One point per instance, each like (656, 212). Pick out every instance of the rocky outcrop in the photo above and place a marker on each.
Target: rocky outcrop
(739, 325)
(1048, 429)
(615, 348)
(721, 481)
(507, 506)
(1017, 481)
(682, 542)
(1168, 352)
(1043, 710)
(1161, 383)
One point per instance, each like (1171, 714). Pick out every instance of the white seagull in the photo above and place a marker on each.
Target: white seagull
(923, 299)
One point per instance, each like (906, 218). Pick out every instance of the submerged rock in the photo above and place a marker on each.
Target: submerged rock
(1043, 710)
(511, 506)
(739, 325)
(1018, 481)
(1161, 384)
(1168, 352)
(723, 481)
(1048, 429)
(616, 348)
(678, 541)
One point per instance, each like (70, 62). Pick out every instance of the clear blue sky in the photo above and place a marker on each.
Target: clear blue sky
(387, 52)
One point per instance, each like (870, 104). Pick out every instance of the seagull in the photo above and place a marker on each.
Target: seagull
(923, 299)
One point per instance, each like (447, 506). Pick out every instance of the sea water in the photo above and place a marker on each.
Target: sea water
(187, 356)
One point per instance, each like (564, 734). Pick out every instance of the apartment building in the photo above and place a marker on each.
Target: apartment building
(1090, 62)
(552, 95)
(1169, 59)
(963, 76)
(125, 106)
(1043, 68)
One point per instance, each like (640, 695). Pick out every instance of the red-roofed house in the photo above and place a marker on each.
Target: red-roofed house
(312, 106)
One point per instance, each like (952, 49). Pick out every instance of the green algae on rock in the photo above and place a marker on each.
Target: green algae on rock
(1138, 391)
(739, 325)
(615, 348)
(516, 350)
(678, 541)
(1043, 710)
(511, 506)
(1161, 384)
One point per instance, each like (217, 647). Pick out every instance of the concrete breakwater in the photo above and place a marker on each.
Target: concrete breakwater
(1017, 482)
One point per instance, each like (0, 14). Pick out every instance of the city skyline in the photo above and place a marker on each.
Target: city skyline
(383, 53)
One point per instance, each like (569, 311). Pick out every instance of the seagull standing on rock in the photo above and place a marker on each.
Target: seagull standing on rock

•••

### [TASK DIRECTIONS]
Retype the material above in full, exactly.

### [YOUR RESPONSE]
One point per instance, each like (656, 212). Pick out every instance of the rocky outcrop in the photo above and place a marker on each.
Target: rocky outcrop
(739, 325)
(1048, 429)
(615, 348)
(721, 481)
(507, 506)
(1017, 481)
(682, 542)
(1168, 352)
(1043, 710)
(1161, 383)
One point per instance, each like (1171, 714). Pick out every instance of the white seagull in the photo above and place a marker on each.
Target: white seagull
(923, 299)
One point per instance, each like (906, 218). Pick out every instance of the submerged rock in the photo above and place a marker on each.
Target: submerged rock
(1043, 710)
(511, 506)
(739, 325)
(1018, 481)
(1161, 384)
(1168, 352)
(723, 481)
(1048, 429)
(616, 348)
(678, 541)
One point per instance, each like (70, 62). Pick out every instance of the clear blue sky in the photo above and place a marker on each.
Target: clear blue sky
(387, 52)
One point per instance, each like (870, 104). Pick out every instance of the seagull in the photo above and place a marker on each.
Target: seagull
(923, 299)
One point per instance, each like (447, 506). Pick out every instance of the sea water in the photo above and place a marker on each.
Target: sea water
(187, 356)
One point per instance, each like (564, 734). Pick out every instance of the apartment building in the photo above and place a marker on each.
Target: apartment building
(1090, 62)
(552, 95)
(1169, 59)
(963, 76)
(125, 106)
(1043, 68)
One point per instance, each like (640, 695). Pick out every instance of the red-roofed house in the photo above and place a marker on each.
Target: red-roofed house
(312, 106)
One point per instance, each like (952, 49). Pick out every instance of the green algae on rock in the photo above and place a marker on each.
Target: green algae on rock
(1138, 391)
(739, 325)
(615, 348)
(516, 350)
(678, 541)
(1043, 710)
(511, 506)
(1161, 384)
One point per instance, each like (217, 647). Pick out every instance of the concrete breakwater in the photo above and place a marker on each.
Target: concrete breakwater
(1017, 482)
One point per instance, each like (0, 14). Pick out every instance of the city skyline in the photo above and place a marker on each.
Target: city skyline
(383, 53)
One point per instance, each like (569, 311). Pick out every instance of the seagull standing on rock in the photo above and place a marker on each.
Target: seagull standing on rock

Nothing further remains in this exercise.